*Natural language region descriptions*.
________________

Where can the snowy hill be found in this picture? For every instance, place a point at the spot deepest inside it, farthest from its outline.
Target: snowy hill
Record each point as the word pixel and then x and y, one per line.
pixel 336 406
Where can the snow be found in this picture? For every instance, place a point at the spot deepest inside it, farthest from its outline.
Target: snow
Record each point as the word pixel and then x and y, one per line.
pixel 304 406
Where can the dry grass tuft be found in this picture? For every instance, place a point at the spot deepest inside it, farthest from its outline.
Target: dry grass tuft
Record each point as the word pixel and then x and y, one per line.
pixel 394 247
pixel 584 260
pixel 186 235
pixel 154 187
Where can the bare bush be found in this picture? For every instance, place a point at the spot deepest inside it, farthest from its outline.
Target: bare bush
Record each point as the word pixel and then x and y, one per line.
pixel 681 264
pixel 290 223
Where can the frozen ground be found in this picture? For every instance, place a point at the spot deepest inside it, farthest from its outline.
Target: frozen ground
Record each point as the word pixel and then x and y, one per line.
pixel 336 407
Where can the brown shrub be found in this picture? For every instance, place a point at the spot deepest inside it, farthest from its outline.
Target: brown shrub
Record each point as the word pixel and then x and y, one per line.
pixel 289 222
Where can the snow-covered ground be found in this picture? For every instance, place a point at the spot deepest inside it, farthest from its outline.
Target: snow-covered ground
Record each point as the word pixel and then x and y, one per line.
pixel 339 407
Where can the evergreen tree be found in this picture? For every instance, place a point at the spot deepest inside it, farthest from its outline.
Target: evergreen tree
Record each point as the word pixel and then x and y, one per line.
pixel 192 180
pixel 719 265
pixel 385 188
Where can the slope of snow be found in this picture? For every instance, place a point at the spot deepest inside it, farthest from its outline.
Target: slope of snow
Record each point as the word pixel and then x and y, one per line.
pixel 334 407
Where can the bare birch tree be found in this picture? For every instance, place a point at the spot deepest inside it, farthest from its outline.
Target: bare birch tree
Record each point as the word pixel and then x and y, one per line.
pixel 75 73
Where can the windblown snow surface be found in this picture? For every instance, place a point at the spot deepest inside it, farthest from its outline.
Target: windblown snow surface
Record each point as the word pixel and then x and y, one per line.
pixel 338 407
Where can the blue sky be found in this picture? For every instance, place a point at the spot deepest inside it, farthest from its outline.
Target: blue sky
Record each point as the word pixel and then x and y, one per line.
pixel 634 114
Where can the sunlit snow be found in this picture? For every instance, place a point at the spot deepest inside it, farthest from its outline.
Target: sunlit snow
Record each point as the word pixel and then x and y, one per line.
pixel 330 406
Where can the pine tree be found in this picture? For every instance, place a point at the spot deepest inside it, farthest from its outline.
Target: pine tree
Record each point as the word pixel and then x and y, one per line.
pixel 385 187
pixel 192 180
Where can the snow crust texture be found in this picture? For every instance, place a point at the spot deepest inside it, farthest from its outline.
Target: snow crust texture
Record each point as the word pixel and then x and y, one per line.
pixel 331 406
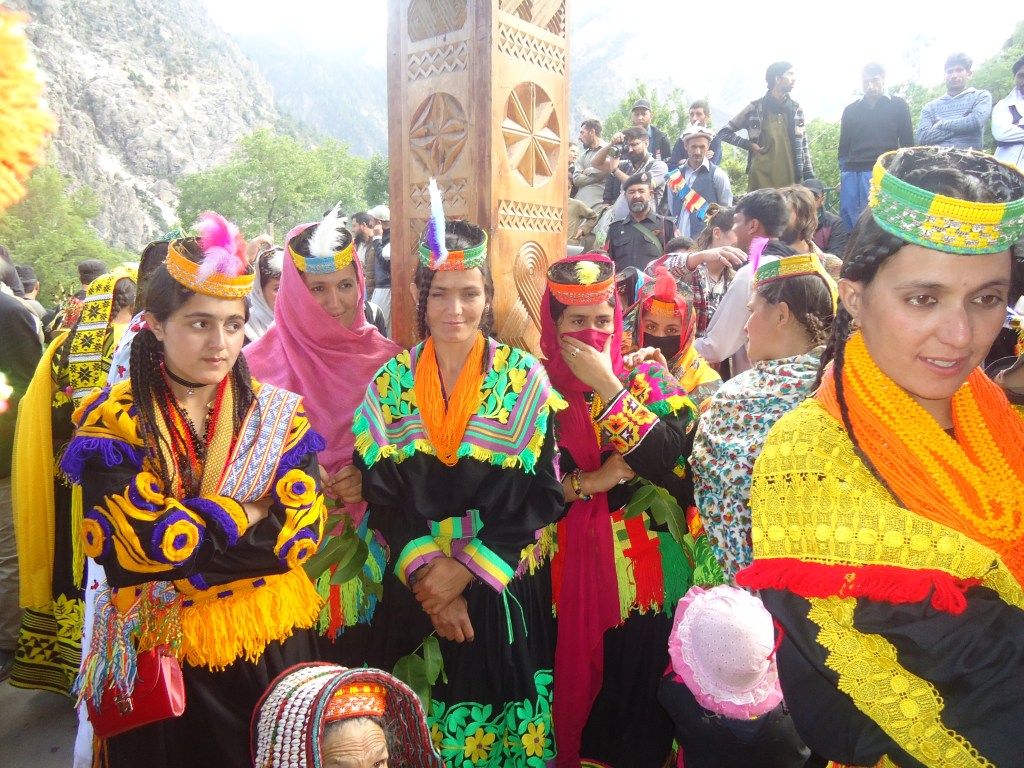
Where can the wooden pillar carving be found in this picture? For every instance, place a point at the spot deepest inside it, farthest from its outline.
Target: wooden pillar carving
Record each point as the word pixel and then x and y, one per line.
pixel 478 98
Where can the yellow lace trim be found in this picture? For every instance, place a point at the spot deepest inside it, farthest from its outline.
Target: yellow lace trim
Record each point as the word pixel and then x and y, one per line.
pixel 812 499
pixel 905 707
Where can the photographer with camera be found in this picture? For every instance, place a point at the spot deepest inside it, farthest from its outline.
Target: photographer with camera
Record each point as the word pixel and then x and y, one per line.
pixel 622 161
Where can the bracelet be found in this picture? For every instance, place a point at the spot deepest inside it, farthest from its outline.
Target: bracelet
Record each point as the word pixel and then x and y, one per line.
pixel 574 476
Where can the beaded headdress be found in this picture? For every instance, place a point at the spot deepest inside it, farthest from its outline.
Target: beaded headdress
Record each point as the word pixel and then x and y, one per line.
pixel 595 283
pixel 356 699
pixel 290 719
pixel 433 251
pixel 324 255
pixel 945 223
pixel 224 271
pixel 795 266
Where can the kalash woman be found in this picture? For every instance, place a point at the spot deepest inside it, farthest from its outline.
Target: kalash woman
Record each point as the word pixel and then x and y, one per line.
pixel 47 508
pixel 201 491
pixel 662 326
pixel 792 311
pixel 887 510
pixel 323 347
pixel 323 716
pixel 613 578
pixel 455 438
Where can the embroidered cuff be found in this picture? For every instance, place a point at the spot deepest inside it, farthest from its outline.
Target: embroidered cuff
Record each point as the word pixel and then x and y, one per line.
pixel 417 554
pixel 485 565
pixel 625 423
pixel 226 513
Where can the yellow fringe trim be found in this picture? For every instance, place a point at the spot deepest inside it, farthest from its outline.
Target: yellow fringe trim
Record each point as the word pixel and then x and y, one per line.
pixel 216 632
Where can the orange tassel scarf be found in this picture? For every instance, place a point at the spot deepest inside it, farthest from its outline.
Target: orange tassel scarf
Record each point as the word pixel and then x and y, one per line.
pixel 445 426
pixel 973 484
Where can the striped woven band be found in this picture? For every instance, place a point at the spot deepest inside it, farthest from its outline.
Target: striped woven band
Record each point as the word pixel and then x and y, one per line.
pixel 468 258
pixel 185 272
pixel 324 264
pixel 939 222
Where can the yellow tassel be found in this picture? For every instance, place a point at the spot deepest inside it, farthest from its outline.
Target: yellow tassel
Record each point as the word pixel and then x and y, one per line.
pixel 218 632
pixel 77 547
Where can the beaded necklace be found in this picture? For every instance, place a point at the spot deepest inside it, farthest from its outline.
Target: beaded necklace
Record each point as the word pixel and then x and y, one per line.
pixel 973 482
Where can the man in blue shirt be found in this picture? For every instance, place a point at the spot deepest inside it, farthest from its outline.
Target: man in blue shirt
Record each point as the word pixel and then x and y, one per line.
pixel 870 126
pixel 958 118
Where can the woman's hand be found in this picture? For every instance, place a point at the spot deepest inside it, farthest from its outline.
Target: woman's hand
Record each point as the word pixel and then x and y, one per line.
pixel 613 472
pixel 453 623
pixel 346 485
pixel 591 367
pixel 256 511
pixel 644 354
pixel 439 583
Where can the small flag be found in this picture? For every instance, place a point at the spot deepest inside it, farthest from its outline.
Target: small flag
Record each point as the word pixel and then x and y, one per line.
pixel 692 202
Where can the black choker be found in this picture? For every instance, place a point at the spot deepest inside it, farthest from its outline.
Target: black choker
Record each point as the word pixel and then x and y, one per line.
pixel 188 385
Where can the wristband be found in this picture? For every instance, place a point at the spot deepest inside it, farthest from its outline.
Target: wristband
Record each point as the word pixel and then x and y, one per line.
pixel 574 478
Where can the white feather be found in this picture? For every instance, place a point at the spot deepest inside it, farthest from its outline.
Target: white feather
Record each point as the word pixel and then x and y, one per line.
pixel 324 242
pixel 437 214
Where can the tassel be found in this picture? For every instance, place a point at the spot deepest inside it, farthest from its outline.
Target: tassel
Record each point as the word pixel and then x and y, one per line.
pixel 77 547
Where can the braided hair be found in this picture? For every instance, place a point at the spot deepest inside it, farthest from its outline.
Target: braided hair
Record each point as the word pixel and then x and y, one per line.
pixel 151 392
pixel 951 173
pixel 459 236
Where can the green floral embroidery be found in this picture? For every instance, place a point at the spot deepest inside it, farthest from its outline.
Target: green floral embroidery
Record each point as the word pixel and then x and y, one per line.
pixel 504 383
pixel 470 734
pixel 396 388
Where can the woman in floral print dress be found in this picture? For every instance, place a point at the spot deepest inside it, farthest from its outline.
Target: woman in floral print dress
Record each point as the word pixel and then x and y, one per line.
pixel 792 311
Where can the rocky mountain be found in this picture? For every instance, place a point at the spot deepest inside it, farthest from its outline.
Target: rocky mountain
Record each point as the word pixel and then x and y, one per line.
pixel 145 91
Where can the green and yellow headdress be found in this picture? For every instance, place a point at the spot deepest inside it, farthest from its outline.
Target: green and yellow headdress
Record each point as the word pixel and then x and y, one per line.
pixel 795 266
pixel 325 256
pixel 944 223
pixel 433 250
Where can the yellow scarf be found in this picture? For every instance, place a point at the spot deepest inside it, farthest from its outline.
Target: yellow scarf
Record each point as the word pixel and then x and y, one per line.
pixel 32 484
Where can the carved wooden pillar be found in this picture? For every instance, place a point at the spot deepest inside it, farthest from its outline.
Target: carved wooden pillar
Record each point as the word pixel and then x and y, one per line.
pixel 478 98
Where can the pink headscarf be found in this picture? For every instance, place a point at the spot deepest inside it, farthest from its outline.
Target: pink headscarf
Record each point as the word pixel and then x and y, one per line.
pixel 309 352
pixel 588 604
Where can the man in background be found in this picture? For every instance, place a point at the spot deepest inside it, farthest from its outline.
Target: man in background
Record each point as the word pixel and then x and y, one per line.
pixel 777 154
pixel 958 118
pixel 832 233
pixel 382 261
pixel 870 126
pixel 18 355
pixel 588 180
pixel 1008 121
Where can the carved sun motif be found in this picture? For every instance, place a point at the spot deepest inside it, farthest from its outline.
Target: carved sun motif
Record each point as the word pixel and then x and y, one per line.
pixel 438 133
pixel 530 133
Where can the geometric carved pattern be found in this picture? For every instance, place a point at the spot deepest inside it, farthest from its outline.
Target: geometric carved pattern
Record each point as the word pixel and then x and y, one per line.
pixel 529 273
pixel 549 14
pixel 441 60
pixel 438 133
pixel 429 18
pixel 453 195
pixel 528 217
pixel 530 133
pixel 524 46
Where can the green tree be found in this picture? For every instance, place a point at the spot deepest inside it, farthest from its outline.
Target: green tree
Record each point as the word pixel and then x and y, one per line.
pixel 671 113
pixel 272 182
pixel 49 230
pixel 377 188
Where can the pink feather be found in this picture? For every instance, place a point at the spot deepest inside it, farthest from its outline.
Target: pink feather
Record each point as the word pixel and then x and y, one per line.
pixel 223 247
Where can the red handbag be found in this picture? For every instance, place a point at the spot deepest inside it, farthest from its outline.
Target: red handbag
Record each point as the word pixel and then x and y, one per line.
pixel 159 694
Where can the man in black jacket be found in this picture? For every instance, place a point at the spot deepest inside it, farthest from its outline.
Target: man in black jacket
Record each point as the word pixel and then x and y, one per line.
pixel 870 126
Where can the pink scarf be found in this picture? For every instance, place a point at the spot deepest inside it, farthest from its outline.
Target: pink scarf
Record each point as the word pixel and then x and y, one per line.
pixel 309 352
pixel 588 604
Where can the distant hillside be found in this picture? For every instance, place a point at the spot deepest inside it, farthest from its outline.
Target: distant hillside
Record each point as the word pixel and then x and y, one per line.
pixel 145 91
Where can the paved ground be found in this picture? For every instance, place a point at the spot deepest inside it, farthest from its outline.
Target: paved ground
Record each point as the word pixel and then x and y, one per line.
pixel 37 729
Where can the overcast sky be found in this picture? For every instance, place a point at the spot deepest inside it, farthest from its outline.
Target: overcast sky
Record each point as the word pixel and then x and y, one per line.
pixel 827 41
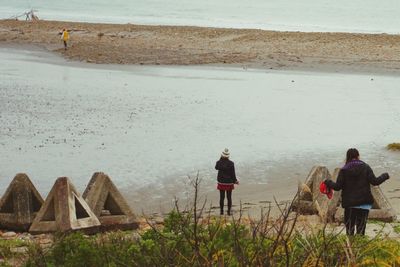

________________

What is the number of lines in the records that contain "windblown"? Answer with it alone.

*Response area*. 2